## Exercise goal
Though the records contain pictures, copy none of them; repeat exactly the lines from the one with "Target: jagged rock peak" to the end.

——

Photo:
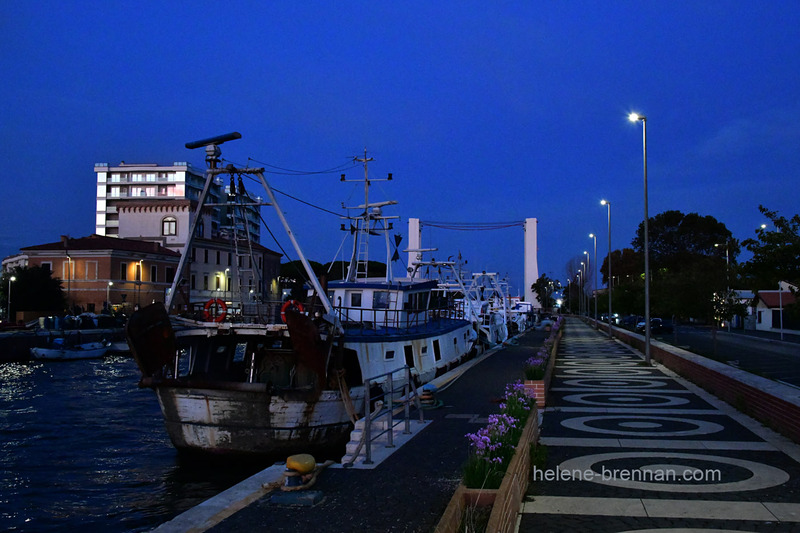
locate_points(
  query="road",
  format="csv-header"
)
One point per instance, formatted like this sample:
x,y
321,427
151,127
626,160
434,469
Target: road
x,y
765,356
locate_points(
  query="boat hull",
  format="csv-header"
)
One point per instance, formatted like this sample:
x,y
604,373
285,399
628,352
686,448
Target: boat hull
x,y
221,421
94,350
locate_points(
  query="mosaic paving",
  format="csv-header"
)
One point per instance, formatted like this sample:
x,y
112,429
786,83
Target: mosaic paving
x,y
633,448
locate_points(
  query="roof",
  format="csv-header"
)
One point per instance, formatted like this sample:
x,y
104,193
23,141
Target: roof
x,y
100,242
774,299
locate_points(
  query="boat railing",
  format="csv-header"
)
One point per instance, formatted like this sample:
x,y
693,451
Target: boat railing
x,y
397,387
370,320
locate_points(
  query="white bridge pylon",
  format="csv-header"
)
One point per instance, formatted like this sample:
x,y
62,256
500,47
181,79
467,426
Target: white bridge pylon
x,y
531,248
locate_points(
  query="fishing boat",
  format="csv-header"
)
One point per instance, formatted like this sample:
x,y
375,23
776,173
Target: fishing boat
x,y
58,351
294,381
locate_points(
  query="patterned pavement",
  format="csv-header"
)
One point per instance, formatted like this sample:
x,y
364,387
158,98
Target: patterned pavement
x,y
635,448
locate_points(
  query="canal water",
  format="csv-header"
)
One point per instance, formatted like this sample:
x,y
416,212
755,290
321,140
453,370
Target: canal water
x,y
82,448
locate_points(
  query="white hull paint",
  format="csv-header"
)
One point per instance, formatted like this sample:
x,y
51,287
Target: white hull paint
x,y
234,421
93,350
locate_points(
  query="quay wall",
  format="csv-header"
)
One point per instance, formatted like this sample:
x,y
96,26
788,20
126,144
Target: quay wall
x,y
774,404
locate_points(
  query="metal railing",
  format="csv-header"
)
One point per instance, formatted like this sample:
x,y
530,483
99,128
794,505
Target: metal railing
x,y
407,392
367,320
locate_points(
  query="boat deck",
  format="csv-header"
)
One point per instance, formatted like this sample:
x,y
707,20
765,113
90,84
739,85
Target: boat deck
x,y
409,490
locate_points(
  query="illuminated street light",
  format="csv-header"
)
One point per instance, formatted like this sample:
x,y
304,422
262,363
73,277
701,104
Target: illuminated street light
x,y
610,319
596,270
587,275
635,117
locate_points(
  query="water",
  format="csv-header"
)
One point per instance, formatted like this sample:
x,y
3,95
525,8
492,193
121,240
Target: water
x,y
82,448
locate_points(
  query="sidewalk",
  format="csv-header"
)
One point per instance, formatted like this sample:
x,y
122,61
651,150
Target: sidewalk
x,y
410,489
636,448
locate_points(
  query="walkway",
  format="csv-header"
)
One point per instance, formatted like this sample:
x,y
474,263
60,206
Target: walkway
x,y
634,448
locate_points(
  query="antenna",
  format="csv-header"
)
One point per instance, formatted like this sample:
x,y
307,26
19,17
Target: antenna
x,y
212,146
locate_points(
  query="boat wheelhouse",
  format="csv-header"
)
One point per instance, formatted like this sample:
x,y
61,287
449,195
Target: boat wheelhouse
x,y
296,384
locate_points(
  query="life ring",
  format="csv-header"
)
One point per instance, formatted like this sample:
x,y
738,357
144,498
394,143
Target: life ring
x,y
290,304
215,302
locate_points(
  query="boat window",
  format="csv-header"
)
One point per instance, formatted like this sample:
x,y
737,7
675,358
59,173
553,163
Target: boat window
x,y
238,355
409,353
380,300
355,299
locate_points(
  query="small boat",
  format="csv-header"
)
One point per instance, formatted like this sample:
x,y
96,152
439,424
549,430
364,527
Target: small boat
x,y
59,352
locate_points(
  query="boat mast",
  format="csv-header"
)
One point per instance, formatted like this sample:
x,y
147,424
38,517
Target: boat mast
x,y
212,160
367,223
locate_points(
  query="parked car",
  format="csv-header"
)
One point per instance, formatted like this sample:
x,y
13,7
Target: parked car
x,y
657,325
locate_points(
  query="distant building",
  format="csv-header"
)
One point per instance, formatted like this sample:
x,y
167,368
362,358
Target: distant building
x,y
158,203
98,272
770,308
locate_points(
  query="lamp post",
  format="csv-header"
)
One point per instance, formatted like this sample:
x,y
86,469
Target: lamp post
x,y
635,117
596,270
583,287
69,281
588,298
727,274
227,282
610,314
8,310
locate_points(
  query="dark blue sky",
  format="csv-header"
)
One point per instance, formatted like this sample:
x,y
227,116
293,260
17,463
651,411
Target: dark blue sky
x,y
483,111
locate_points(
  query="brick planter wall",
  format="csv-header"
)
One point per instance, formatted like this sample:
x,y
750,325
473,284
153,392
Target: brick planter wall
x,y
773,404
506,500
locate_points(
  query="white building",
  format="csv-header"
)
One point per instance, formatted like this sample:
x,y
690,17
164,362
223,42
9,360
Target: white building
x,y
770,306
157,203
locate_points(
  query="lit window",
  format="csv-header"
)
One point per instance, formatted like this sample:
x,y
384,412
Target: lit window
x,y
169,226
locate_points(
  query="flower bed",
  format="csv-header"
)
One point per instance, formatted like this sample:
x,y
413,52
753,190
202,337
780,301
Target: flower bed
x,y
498,470
539,368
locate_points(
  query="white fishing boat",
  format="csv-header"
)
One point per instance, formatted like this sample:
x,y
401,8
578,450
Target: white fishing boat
x,y
295,384
57,351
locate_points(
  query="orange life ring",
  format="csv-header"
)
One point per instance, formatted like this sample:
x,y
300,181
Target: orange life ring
x,y
293,304
219,303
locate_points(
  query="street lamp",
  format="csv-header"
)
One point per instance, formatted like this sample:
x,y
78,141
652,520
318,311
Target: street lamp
x,y
588,311
594,237
8,311
727,273
227,282
610,319
69,280
583,287
635,117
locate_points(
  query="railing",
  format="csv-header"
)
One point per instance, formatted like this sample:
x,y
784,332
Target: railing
x,y
368,320
407,392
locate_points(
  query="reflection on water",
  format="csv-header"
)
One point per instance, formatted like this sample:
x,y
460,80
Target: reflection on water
x,y
83,448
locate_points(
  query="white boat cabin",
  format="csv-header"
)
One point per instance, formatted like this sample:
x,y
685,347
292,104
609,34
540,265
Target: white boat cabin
x,y
376,303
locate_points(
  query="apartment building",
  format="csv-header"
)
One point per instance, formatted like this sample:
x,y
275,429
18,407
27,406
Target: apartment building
x,y
157,203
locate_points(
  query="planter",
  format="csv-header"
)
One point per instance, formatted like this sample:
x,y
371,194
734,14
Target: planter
x,y
479,497
506,500
538,387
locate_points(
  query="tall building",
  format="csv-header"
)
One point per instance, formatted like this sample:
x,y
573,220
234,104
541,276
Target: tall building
x,y
157,203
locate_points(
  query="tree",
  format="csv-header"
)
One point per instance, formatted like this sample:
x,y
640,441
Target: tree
x,y
776,252
687,262
33,289
776,255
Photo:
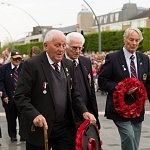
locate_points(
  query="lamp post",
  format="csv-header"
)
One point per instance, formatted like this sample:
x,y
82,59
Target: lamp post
x,y
11,42
98,26
21,9
7,32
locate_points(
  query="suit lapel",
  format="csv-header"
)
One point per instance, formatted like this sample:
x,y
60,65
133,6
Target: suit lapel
x,y
139,66
47,72
86,73
123,64
67,73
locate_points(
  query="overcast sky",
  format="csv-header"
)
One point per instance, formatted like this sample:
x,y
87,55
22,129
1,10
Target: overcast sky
x,y
17,19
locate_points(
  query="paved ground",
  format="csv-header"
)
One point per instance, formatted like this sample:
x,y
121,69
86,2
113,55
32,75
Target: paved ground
x,y
109,133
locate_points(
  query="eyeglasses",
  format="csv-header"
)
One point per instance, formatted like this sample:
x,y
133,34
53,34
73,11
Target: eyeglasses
x,y
74,48
17,59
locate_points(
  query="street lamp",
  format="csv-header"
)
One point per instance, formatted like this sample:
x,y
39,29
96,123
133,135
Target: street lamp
x,y
98,26
19,8
7,32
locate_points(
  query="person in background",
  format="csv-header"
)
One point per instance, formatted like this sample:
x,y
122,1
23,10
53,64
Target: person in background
x,y
117,67
46,95
9,74
35,50
7,53
83,72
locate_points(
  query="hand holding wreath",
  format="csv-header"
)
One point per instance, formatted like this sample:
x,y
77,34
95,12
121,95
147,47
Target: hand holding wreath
x,y
129,97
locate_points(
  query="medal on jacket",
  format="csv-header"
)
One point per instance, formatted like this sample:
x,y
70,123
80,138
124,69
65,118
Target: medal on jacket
x,y
144,76
44,87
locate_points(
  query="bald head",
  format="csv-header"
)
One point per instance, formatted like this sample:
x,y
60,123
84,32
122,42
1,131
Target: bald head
x,y
52,34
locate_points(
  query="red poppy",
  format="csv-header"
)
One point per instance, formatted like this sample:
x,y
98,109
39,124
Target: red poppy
x,y
135,107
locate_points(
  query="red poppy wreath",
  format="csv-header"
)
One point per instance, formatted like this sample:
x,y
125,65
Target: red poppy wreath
x,y
129,105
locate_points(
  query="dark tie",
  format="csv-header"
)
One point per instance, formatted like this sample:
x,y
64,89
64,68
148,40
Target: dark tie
x,y
132,67
75,63
56,67
15,76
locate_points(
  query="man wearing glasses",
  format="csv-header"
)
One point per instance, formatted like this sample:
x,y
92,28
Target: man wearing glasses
x,y
83,72
8,80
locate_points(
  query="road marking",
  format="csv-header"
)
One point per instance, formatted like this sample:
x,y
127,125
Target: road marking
x,y
102,112
2,114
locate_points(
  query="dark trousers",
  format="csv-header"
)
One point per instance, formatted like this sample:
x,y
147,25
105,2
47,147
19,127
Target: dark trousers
x,y
11,117
62,138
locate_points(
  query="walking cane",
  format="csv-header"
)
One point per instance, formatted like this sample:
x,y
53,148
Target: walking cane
x,y
45,138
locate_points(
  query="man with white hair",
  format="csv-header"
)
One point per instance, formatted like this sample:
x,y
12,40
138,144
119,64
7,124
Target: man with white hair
x,y
83,73
45,96
124,75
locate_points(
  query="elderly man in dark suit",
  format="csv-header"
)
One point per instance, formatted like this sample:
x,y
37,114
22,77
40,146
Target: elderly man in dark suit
x,y
118,66
83,72
8,79
46,95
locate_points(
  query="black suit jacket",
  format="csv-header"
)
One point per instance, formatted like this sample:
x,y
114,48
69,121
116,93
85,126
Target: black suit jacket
x,y
86,69
6,81
113,71
31,101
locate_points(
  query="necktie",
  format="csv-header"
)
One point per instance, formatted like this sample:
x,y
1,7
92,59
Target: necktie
x,y
56,67
132,67
75,63
15,76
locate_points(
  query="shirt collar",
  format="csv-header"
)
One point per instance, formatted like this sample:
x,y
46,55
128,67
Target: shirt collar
x,y
51,62
77,60
13,66
127,53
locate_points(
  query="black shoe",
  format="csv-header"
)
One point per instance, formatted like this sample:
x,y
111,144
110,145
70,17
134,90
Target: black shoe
x,y
22,139
13,139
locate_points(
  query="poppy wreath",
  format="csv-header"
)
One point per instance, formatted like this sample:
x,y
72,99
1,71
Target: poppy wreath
x,y
136,106
80,134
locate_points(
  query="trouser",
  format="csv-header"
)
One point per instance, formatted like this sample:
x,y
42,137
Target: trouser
x,y
130,134
11,117
62,138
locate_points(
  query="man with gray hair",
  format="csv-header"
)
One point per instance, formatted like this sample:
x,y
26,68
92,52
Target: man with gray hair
x,y
83,73
120,69
46,96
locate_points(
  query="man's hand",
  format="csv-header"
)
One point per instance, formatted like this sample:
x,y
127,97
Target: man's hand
x,y
132,90
6,100
89,116
40,121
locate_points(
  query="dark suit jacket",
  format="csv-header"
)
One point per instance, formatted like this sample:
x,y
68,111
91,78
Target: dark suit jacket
x,y
113,72
86,68
31,101
6,80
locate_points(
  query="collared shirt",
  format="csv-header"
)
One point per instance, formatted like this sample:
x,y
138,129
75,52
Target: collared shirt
x,y
51,62
128,60
13,66
77,60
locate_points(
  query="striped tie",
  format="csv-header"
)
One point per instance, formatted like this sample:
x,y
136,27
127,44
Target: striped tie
x,y
15,76
75,63
56,67
132,67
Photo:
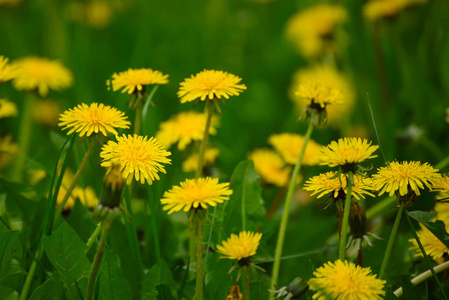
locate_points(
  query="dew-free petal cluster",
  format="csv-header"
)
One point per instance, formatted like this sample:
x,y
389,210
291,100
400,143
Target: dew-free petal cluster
x,y
136,79
400,176
194,193
347,151
210,84
93,118
139,157
345,281
240,246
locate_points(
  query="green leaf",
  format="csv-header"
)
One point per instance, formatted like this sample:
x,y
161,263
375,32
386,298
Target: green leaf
x,y
65,250
113,284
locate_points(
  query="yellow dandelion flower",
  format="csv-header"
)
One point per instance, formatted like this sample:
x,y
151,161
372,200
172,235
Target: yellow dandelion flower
x,y
185,128
191,162
402,176
41,74
93,118
335,85
134,80
47,112
8,149
347,151
240,246
195,193
289,146
210,84
308,29
7,109
327,183
344,281
7,71
138,156
271,167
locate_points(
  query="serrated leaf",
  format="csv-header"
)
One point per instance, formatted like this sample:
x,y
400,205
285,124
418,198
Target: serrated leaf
x,y
65,250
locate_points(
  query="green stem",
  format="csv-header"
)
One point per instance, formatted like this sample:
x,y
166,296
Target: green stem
x,y
75,180
285,213
203,146
394,231
344,226
424,276
25,129
97,259
199,260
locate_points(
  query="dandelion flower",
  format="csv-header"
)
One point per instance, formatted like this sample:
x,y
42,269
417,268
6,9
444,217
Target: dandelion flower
x,y
210,84
289,145
347,151
271,167
41,74
134,80
191,162
7,71
240,246
138,156
93,118
327,183
7,109
402,176
344,281
195,193
184,128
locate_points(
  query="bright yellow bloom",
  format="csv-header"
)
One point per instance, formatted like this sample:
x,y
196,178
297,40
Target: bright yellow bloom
x,y
402,176
242,246
7,71
271,167
345,281
289,146
191,162
134,80
195,193
93,118
7,109
41,74
347,151
309,28
327,183
210,84
335,84
8,149
138,156
185,128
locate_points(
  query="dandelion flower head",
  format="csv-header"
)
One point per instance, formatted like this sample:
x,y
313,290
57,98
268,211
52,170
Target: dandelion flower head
x,y
185,128
240,246
343,281
210,84
7,109
93,118
271,167
195,193
347,151
42,75
402,176
139,157
289,146
134,80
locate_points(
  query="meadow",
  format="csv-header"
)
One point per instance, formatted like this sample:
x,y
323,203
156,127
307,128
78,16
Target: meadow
x,y
224,149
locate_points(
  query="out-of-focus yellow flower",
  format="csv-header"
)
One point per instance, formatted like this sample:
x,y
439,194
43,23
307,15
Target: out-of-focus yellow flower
x,y
325,76
7,109
191,162
47,112
185,128
309,28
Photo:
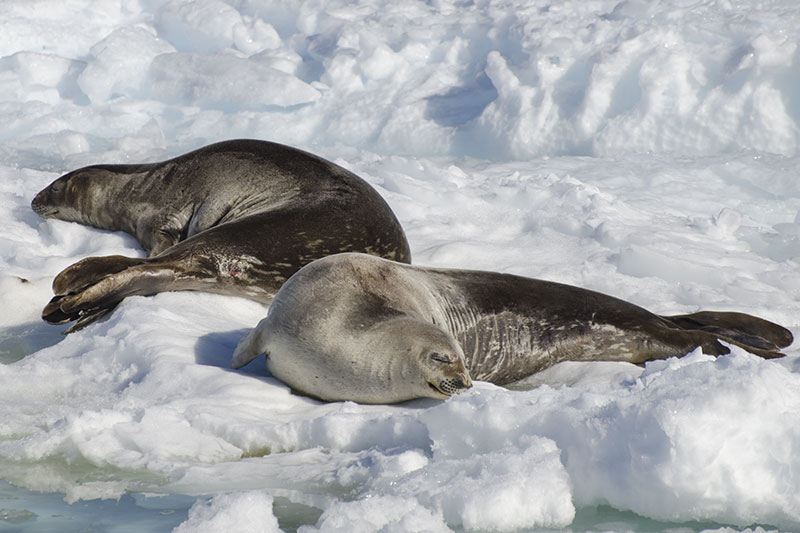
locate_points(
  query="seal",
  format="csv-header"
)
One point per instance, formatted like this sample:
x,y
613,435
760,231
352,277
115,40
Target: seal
x,y
236,217
356,327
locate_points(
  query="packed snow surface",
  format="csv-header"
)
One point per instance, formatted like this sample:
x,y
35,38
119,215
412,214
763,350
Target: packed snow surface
x,y
645,149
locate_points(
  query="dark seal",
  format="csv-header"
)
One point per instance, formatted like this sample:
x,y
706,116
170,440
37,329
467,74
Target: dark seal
x,y
361,328
236,217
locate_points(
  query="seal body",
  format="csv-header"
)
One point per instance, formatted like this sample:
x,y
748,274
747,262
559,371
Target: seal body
x,y
359,310
236,217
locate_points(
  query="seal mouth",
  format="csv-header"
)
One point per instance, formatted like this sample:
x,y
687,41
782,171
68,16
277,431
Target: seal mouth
x,y
43,210
449,387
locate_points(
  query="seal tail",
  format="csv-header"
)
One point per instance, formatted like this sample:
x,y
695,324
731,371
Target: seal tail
x,y
756,335
92,287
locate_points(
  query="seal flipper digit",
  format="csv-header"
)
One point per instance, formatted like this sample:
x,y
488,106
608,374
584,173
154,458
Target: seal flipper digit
x,y
751,333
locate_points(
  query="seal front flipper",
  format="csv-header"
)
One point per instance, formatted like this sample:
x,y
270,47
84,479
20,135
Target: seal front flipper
x,y
250,347
91,303
89,271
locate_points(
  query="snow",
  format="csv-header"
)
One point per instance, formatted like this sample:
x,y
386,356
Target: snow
x,y
643,149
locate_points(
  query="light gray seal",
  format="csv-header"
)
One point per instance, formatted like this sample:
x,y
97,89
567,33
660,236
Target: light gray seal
x,y
236,217
361,328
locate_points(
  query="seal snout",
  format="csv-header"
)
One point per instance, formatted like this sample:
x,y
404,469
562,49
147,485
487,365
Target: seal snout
x,y
41,207
451,386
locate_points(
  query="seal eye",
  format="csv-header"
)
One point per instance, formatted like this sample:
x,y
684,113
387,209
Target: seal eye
x,y
441,358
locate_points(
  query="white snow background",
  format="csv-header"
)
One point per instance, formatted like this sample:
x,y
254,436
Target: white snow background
x,y
648,150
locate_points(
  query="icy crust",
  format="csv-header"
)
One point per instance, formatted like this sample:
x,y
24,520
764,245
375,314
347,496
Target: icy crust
x,y
490,79
144,401
473,120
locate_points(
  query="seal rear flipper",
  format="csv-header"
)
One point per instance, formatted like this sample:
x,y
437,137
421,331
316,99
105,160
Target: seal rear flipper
x,y
749,332
89,271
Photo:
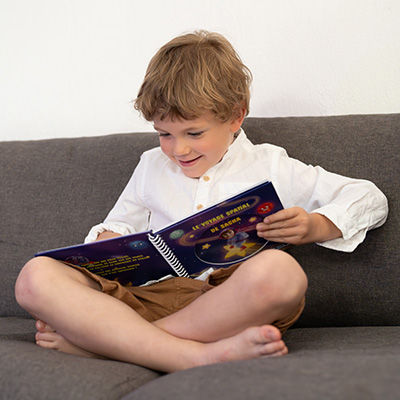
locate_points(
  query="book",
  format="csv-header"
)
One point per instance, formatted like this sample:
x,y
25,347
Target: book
x,y
216,237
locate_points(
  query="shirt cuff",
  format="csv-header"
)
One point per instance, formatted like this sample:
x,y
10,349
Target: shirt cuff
x,y
122,229
351,236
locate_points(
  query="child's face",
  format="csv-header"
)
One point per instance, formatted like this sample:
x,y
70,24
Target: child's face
x,y
196,145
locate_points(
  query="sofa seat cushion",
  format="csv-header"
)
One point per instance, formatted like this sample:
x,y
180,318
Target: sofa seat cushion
x,y
30,372
323,363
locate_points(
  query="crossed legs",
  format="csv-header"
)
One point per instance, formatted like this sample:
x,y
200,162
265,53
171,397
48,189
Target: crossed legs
x,y
229,322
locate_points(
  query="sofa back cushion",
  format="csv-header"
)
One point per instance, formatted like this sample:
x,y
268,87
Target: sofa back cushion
x,y
363,287
53,191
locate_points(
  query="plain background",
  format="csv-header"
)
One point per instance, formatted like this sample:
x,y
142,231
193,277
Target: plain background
x,y
71,68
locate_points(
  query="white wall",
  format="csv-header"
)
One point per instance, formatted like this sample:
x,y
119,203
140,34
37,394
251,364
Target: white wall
x,y
70,68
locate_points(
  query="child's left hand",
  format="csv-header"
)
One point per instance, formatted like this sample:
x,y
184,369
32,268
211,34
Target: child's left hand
x,y
297,226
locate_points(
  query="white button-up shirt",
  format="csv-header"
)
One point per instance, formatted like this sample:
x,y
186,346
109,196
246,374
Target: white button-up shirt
x,y
159,194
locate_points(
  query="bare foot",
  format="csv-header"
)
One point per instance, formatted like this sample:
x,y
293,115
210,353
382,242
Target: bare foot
x,y
255,342
48,338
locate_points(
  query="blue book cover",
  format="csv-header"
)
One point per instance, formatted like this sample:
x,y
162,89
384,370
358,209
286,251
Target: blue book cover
x,y
219,236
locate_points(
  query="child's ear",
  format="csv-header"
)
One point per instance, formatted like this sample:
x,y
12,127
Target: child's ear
x,y
237,118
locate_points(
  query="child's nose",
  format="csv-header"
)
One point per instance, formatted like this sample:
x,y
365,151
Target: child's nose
x,y
181,148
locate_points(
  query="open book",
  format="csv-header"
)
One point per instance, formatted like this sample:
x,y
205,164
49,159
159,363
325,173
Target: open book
x,y
218,236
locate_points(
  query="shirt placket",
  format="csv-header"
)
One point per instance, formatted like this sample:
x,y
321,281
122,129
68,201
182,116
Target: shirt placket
x,y
201,200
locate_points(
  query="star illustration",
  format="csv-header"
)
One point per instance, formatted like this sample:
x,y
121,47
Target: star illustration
x,y
239,251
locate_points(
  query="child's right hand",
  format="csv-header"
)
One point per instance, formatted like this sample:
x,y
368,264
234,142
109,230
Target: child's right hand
x,y
296,226
107,235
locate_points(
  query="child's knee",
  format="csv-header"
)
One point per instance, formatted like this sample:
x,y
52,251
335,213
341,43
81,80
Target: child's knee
x,y
276,276
30,280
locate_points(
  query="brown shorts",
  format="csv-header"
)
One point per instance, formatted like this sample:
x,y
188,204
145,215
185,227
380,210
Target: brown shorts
x,y
167,297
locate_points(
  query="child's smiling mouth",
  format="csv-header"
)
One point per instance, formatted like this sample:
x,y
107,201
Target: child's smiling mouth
x,y
188,163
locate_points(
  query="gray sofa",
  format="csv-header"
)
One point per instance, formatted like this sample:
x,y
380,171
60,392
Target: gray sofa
x,y
346,345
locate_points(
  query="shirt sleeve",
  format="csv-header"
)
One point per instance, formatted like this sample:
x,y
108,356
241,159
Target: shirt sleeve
x,y
354,205
129,215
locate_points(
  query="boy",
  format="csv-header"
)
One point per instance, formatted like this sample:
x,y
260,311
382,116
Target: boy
x,y
196,91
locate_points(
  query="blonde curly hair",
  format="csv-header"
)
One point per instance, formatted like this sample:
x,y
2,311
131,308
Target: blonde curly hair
x,y
195,73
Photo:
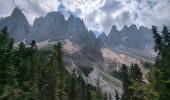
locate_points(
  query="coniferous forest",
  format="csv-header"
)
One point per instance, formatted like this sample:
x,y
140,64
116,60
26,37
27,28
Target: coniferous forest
x,y
27,73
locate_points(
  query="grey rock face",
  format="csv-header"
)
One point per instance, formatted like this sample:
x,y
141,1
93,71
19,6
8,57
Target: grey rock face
x,y
130,37
17,24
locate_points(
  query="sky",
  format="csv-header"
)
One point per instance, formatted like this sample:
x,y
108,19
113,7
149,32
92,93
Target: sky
x,y
98,15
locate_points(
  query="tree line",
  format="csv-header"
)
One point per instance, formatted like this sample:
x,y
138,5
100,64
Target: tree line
x,y
27,73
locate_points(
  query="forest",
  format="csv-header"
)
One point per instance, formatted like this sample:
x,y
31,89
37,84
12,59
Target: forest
x,y
27,73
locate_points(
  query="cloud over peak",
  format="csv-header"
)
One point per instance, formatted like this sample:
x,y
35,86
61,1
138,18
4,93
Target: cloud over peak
x,y
98,15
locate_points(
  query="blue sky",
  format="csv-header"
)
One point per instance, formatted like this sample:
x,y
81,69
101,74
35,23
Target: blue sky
x,y
98,15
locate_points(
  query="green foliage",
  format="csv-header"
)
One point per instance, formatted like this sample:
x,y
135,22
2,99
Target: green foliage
x,y
159,78
27,73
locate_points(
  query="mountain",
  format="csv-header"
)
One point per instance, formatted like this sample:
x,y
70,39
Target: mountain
x,y
82,50
17,24
130,37
114,37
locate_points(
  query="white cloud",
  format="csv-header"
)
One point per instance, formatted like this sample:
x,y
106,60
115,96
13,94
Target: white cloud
x,y
97,14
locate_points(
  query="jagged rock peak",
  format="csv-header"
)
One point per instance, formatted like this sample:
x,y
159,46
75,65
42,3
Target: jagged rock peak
x,y
17,12
114,28
55,14
125,27
133,26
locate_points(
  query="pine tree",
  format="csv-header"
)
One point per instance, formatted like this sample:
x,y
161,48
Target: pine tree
x,y
59,74
116,95
160,74
135,73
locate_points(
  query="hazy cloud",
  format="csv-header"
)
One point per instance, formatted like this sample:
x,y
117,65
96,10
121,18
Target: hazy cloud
x,y
98,15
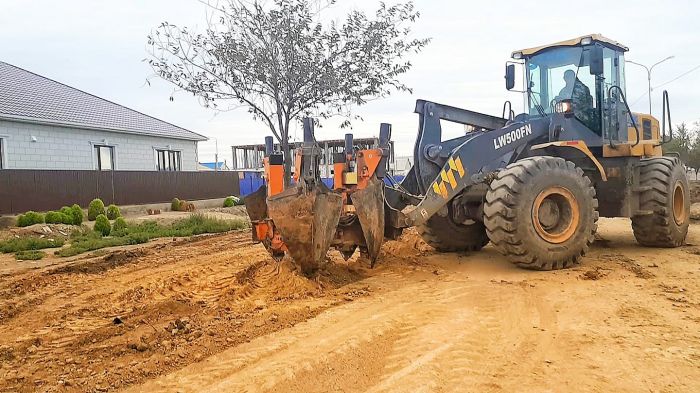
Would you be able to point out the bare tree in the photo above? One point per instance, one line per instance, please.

——

## Reply to the exercise
Target: jagged rock peak
x,y
17,12
114,28
55,14
125,27
133,26
locate_points(
  query="pine tree",
  format="csv-header"
)
One point per instance, formatted like this sample:
x,y
161,48
Target: pine tree
x,y
59,74
116,95
160,74
135,73
locate_points(
  query="hazy cloud",
  format="csv-header"
)
One point per instance, formatted like this sample:
x,y
117,65
96,10
121,18
Target: hazy cloud
x,y
98,15
Would you be able to point out the bare tree in the photo above? One point per instance, one line per instance, please.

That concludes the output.